═════ TASK INPUTS

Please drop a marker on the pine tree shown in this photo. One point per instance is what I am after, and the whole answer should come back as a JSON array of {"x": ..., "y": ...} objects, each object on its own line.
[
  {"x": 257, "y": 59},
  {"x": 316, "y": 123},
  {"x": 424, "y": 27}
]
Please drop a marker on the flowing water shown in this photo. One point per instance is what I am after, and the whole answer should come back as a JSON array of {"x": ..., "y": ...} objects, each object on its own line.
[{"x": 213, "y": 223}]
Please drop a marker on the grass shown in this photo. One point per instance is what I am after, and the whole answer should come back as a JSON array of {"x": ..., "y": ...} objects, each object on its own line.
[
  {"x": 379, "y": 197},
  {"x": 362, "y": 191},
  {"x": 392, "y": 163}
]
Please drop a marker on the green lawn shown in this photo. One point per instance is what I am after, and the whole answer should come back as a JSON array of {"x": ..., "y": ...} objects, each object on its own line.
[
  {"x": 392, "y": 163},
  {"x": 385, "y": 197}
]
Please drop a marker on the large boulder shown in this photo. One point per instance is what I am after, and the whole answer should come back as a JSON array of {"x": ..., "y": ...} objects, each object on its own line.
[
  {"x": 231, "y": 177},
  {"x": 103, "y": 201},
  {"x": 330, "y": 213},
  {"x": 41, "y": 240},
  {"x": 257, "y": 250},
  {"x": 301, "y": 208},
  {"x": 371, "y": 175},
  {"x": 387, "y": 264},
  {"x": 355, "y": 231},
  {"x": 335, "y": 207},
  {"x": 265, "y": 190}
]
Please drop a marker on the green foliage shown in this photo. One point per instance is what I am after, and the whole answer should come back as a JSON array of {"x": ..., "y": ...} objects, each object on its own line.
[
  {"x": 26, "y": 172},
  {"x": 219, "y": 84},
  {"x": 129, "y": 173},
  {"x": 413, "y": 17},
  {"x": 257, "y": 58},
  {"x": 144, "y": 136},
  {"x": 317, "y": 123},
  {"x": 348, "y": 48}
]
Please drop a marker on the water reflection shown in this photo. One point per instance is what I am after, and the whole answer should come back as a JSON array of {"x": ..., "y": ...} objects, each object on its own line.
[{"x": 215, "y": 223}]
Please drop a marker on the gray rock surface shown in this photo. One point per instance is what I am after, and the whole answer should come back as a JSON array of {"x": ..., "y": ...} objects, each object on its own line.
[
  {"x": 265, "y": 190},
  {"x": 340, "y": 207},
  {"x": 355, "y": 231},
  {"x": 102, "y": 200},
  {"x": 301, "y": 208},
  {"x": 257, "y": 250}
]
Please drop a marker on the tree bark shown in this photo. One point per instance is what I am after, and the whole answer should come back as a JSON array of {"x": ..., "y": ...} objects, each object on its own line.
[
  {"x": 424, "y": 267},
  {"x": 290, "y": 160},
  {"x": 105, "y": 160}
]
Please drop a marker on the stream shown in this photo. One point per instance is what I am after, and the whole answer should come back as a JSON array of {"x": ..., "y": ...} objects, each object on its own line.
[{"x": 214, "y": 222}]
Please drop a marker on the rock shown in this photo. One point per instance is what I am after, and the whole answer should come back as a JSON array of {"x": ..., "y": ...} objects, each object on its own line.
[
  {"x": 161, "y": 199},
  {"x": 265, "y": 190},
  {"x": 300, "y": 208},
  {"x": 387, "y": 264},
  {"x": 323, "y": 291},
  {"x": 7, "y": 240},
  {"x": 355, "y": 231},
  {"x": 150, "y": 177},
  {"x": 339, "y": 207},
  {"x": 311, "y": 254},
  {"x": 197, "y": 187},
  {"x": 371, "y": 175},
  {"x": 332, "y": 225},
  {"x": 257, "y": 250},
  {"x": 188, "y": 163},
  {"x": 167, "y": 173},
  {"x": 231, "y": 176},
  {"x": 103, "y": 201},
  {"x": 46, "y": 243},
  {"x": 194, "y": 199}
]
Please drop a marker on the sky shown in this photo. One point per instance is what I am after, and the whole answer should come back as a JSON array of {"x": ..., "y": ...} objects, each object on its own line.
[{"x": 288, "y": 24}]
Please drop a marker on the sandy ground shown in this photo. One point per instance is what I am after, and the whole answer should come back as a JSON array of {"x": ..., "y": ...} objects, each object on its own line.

══════════

Print all entries again, exactly.

> [WRITTEN ANSWER]:
Please drop a marker on the pine tree shown in this photo. One point per instance is what I am after, and the whole answer should come back as a JSON array of {"x": ..., "y": ...} objects, each object on its own line.
[
  {"x": 257, "y": 59},
  {"x": 316, "y": 123},
  {"x": 424, "y": 27}
]
Please drop a marker on the flowing water shown in this photo. One point per instance is what I am after, and the whole answer should come back as a JSON array of {"x": ..., "y": ...} objects, each object on its own line.
[{"x": 213, "y": 223}]
Please drop a marker on the grass shown in this photo. One point per instance is what I am after, and the whole answer should come back as a JSON array of {"x": ..., "y": ...} objects, each object on its own line.
[
  {"x": 379, "y": 197},
  {"x": 362, "y": 191},
  {"x": 392, "y": 163}
]
Please drop a marker on the green lawn shown in this photo. One point per instance is what I am after, and the whole answer should come back as a JSON array of {"x": ..., "y": ...} objects, each object on its own line.
[
  {"x": 392, "y": 163},
  {"x": 385, "y": 197}
]
Please drop a marker on the large boulder shown in this photo. One point per instance is what I am after, and the whole answer should come back as a JSON array of {"x": ..., "y": ...} objects, each object on its own line.
[
  {"x": 231, "y": 177},
  {"x": 103, "y": 201},
  {"x": 330, "y": 213},
  {"x": 41, "y": 240},
  {"x": 257, "y": 250},
  {"x": 301, "y": 208},
  {"x": 371, "y": 175},
  {"x": 387, "y": 264},
  {"x": 355, "y": 231},
  {"x": 335, "y": 207},
  {"x": 265, "y": 190}
]
Please drop a marker on the green foliage shown in this photo. One point per instance is what I am after, and the whole answer should come back as a JSON array of {"x": ..., "y": ...} objects, each object on its own line.
[
  {"x": 26, "y": 172},
  {"x": 219, "y": 84},
  {"x": 129, "y": 173},
  {"x": 413, "y": 17},
  {"x": 257, "y": 58},
  {"x": 144, "y": 136},
  {"x": 317, "y": 123},
  {"x": 348, "y": 48}
]
Please drop a marker on the water reflection shown in this photo. One point per instance is what I am after, and the whole answer should come back as a JSON array of {"x": ..., "y": ...} objects, each object on its own line.
[{"x": 215, "y": 223}]
Please drop a marker on the gray rock surface shown in this photo. One point per instance is what I am after, and the whole answer should come back as a JSON array of {"x": ..., "y": ...} objects, each object on its own line.
[
  {"x": 265, "y": 190},
  {"x": 340, "y": 207},
  {"x": 355, "y": 231},
  {"x": 102, "y": 200},
  {"x": 301, "y": 208},
  {"x": 257, "y": 250}
]
Please drop a marker on the tree bark shown in this photo. One point per instance is what I am after, and the whole answer should come back as a JSON array of {"x": ..., "y": ...} objects, each object on its own line.
[
  {"x": 424, "y": 267},
  {"x": 290, "y": 160},
  {"x": 105, "y": 160}
]
Please drop a marker on the stream shown in this photo. One point per instance is what I am after, and the whole answer should come back as a JSON array of {"x": ..., "y": ...} objects, each object on its own line.
[{"x": 214, "y": 222}]
Please drop a marker on the rock shown in this photo. One point per instance is what I am after, and the whole answer should come back as a JSON array of {"x": ..., "y": ...} objects, each object on its own line.
[
  {"x": 161, "y": 199},
  {"x": 265, "y": 190},
  {"x": 300, "y": 208},
  {"x": 387, "y": 264},
  {"x": 323, "y": 291},
  {"x": 7, "y": 240},
  {"x": 355, "y": 231},
  {"x": 150, "y": 177},
  {"x": 339, "y": 207},
  {"x": 311, "y": 254},
  {"x": 197, "y": 187},
  {"x": 371, "y": 175},
  {"x": 332, "y": 225},
  {"x": 257, "y": 250},
  {"x": 188, "y": 163},
  {"x": 167, "y": 173},
  {"x": 231, "y": 176},
  {"x": 103, "y": 201},
  {"x": 46, "y": 243},
  {"x": 194, "y": 199}
]
Please drop a marker on the sky shown in this photo. One point per instance is what I am after, and the whole answer should come back as a JSON array of {"x": ..., "y": ...} objects, each object on its own line.
[{"x": 288, "y": 24}]
Please drop a marker on the sandy ground shown in this photo. One point per instance is what I am after, and the whole answer should come back as a JSON array of {"x": ..., "y": ...} objects, each object on its own line.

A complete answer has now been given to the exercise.